MACLACHLAN: I think you would like it.

BARAM: Really?

MACLACHLAN: You get the feedback from the audience because you really feel them, at least I do. It must be a bit like stand-up. They tell you straight away, but you also get to do the acting part and you get to feel your way through the character. It gives it some truthfulness. Reality, I guess.

BARAM: What you just described on Carol’s, I felt on set a lot. When I was thinking about my greatest challenge throughout this process, one was trying to decide what kind of actor I wanted to be and what tools I’d be using. My performance and my emotional accessibility was constantly obstructed by nerves and by the desire to be perfect and to get it right. But if you are nervous and trying to do something perfectly, you’re not going to reach whatever flow state you need to be.

MACLACHLAN: You just said a very good word: “flow state.”

BARAM: You believe in that?

MACLACHLAN: That’s exactly the place to aspire to, which is hard to get to when you’re nervous and self-aware. But I’ve definitely learned, and you learn every show, that there is this moment just before you start to roll where you just go, “Fuck it.” You get into a flow state that allows you to go. Sometimes the lines don’t come or you’re in another space, but you’re having fun and going with it. Believe me, whatever you’re describing in terms of nerves was not evident at all when we were working together. From my little perspective, it was fantastic.

Wally Baram

BARAM: Acting was not what I anticipated going in—that it would be this art where right before the camera rolls, I would do the same thing that I do with stand-up, where I say, “Fuck it, whatever happens, happens. I’m going to play around in the space.” Previously I thought about acting from the writer’s perspective where it’s like, “I make these words and then they say these words.” What happens on set is they use the words as a blueprint to create an entirely different beast. It was interesting and unexpected. As a writer, I was pretty literal with my understanding of what making a show was ahead of time. But when I was actually acting, I was almost embarrassed at how one-dimensional my understanding of the process was.

MACLACHLAN: So much of it is influenced by the people around you. There’s that old trope, “acting is reacting,” and it’s very true. You have your own direction, but it’s also fun to respond to something that Benny’s doing or the dynamics in the scene. It helps keep me in the moment. But I would love to spend some time in a writer’s room. That would be very interesting. How is that? Because you come from that tradition. Shrinking is one of my favorite shows. In fact, we had a dinner last night for Phil Stutz, who is the psychiatrist who Harrison Ford bases his character on. He has another book out. We had a little book party and I’ve known Phil for years, and then I come to find out that you’ve been working on Shrinking.

BARAM: Shrinking was such a great job for me, particularly when I got it. I began my career working in rogue guerrilla environments in digital where everyone was trying to emulate what they thought a writer’s room should look like. I learned what to do in many cases, but also what not to do. Once I started in TV, I worked under some great people, including Bill Lawrence on Shrinking, and then before that, Paul Simms on What We Do in the Shadows, Greg Garcia who did My Name is Earl and all those TV shows. I worked under people that had done this quite a few times and had a strong understanding of how they get the most out of their creative process, so I picked up different skills. Then by the time I hit Shrinking, a group of six or seven almost exclusively upper-level producers, I got to learn and bask in people that were so smart, but also kind and easygoing, which is important because you’re in a room with these people for eight hours. The hours are crazy.

Saved data entries
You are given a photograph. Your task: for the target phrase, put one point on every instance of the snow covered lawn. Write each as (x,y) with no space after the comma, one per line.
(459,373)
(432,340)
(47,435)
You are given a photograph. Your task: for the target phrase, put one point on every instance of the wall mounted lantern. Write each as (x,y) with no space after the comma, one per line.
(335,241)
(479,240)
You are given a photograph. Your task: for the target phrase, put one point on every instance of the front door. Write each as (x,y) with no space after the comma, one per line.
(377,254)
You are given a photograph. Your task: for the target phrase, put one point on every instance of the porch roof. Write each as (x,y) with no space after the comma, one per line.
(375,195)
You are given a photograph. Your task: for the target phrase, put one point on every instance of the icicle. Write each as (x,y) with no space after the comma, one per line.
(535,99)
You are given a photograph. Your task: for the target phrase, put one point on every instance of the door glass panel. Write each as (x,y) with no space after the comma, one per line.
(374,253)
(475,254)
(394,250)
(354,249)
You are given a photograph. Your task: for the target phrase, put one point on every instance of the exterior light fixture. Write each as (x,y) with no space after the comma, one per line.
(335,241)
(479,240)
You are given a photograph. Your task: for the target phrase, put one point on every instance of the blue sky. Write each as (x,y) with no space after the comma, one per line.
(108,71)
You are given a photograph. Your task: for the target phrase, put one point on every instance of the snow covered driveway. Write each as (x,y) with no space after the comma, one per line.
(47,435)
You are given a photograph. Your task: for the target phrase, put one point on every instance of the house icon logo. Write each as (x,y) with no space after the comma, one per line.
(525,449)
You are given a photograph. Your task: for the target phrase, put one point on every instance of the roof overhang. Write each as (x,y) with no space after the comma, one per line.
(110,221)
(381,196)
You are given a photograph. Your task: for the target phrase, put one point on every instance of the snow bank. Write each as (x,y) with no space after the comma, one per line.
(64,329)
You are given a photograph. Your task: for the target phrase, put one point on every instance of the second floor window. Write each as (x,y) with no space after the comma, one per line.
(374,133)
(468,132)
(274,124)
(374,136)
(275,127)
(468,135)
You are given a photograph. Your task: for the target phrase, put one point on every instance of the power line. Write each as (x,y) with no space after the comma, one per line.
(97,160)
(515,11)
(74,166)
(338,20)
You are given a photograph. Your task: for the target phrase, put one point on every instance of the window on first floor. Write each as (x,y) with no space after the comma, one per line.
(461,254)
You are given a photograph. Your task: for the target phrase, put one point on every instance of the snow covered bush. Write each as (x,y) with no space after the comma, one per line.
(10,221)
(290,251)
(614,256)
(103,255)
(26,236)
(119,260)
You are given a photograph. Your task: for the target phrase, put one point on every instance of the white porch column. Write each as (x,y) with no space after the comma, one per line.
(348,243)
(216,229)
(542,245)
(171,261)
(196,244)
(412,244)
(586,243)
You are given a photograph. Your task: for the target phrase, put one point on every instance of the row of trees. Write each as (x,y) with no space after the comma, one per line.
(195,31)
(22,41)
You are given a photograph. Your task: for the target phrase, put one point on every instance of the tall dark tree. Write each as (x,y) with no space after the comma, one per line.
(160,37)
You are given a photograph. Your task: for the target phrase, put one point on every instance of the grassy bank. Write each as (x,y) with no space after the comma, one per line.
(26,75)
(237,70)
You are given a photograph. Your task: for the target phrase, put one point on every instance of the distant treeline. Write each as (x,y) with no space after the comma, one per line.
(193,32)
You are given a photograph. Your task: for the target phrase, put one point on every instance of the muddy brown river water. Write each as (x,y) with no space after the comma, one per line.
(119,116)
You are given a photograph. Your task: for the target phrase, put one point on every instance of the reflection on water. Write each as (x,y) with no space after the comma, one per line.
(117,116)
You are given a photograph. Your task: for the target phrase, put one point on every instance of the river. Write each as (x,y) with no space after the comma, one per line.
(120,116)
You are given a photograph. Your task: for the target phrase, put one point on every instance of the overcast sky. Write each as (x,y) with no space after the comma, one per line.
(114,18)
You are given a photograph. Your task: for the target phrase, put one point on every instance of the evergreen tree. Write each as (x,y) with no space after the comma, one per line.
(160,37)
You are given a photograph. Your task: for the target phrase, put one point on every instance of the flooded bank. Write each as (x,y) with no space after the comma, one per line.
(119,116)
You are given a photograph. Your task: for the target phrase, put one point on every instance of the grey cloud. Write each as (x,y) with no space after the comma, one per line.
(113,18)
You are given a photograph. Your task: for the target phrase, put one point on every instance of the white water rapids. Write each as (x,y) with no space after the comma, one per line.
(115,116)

--- PROBLEMS TO WORK ON ---
1 - In the interview, who is the psychiatrist Harrison Ford bases his character on?
2 - Print the rows verbatim, taking the stretch from the line containing "the white water" through the end of the rows.

--- SOLUTIONS PER TASK ---
1 - Phil Stutz

2 -
You are given a photograph. Your task: for the target phrase, put one point on every instance of the white water rapids. Write each as (x,y) with no space after the comma, one per line.
(115,116)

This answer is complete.